<<<<

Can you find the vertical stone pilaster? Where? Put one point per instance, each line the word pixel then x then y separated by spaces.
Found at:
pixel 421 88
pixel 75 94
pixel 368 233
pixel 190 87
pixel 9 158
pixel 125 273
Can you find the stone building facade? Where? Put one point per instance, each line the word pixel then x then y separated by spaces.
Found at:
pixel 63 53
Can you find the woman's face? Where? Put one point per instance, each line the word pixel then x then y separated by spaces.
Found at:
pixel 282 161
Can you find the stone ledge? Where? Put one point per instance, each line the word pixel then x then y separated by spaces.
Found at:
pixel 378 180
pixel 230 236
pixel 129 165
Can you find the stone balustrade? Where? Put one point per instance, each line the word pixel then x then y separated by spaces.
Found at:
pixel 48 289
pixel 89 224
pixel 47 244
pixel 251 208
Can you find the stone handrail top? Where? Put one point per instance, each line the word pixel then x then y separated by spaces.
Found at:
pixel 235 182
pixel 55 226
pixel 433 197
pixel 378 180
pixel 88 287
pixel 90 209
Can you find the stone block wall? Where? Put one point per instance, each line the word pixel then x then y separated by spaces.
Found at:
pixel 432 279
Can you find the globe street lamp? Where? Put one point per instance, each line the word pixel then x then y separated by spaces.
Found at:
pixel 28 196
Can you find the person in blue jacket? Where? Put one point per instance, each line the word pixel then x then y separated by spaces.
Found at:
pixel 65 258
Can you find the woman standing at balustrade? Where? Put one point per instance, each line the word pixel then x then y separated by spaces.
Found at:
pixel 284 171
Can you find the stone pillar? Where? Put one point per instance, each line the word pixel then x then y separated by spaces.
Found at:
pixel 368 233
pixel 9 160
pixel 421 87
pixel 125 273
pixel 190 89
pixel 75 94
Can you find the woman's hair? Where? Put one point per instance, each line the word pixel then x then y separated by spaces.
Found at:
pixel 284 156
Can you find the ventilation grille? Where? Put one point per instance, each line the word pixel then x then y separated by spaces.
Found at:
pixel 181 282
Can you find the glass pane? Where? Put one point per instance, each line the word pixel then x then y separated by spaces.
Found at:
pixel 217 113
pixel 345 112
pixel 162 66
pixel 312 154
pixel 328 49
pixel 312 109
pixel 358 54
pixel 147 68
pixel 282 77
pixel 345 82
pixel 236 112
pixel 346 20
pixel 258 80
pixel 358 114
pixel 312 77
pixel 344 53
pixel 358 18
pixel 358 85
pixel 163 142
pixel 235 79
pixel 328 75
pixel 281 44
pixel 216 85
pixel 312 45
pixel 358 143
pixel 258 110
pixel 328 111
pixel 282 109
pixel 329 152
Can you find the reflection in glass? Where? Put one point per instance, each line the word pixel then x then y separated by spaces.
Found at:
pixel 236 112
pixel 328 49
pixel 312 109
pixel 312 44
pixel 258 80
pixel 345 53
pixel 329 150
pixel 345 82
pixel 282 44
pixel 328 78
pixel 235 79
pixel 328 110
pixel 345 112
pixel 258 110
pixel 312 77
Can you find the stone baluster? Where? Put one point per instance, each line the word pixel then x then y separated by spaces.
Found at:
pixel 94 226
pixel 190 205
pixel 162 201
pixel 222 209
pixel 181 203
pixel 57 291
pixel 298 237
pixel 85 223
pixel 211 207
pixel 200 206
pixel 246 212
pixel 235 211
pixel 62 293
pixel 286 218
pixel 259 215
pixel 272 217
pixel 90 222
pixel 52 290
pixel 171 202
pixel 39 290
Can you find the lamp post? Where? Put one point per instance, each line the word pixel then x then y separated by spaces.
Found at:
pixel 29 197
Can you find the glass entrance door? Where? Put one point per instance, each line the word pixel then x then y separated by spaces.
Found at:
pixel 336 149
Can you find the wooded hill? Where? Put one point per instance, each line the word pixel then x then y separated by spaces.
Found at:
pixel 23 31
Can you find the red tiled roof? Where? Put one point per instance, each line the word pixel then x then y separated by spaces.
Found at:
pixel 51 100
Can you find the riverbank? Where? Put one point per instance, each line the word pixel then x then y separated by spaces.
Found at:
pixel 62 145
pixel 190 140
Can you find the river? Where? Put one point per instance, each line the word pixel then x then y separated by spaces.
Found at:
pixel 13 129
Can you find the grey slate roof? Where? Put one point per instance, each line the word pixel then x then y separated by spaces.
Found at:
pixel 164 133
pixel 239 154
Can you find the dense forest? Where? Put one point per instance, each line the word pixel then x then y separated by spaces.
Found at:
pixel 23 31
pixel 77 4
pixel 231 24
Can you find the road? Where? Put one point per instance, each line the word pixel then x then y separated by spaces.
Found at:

>>>>

— EXERCISE AIM —
Repeat the data verbatim, from its first line up to and including the line that contains "pixel 90 209".

— TASK ANSWER —
Can you find the vertical stone pilaster? Where? Put one point per instance, each line the word pixel then x then y separated by spaces.
Found at:
pixel 421 88
pixel 75 94
pixel 368 233
pixel 190 87
pixel 9 158
pixel 125 273
Can you find the stone building facade? Where? Put one point per instance, each line the word pixel then x then y separated by spaces.
Found at:
pixel 63 53
Can you find the woman's face? Where? Put one point per instance, each line the word pixel then x then y separated by spaces.
Found at:
pixel 282 161
Can you find the stone ledge? Where? Put one point per instance, each line the word pixel then x then y separated by spaces.
Found at:
pixel 378 180
pixel 230 236
pixel 129 165
Can you find the stone balustrade? Where? Put one point per instance, each line the word pixel then x then y separated by spaces.
Found at:
pixel 48 289
pixel 89 224
pixel 47 244
pixel 251 208
Can you find the stone handrail top? Where? Put one point per instance, each line the word pixel then x then y separated by spaces.
Found at:
pixel 235 182
pixel 55 226
pixel 433 197
pixel 378 180
pixel 88 287
pixel 90 209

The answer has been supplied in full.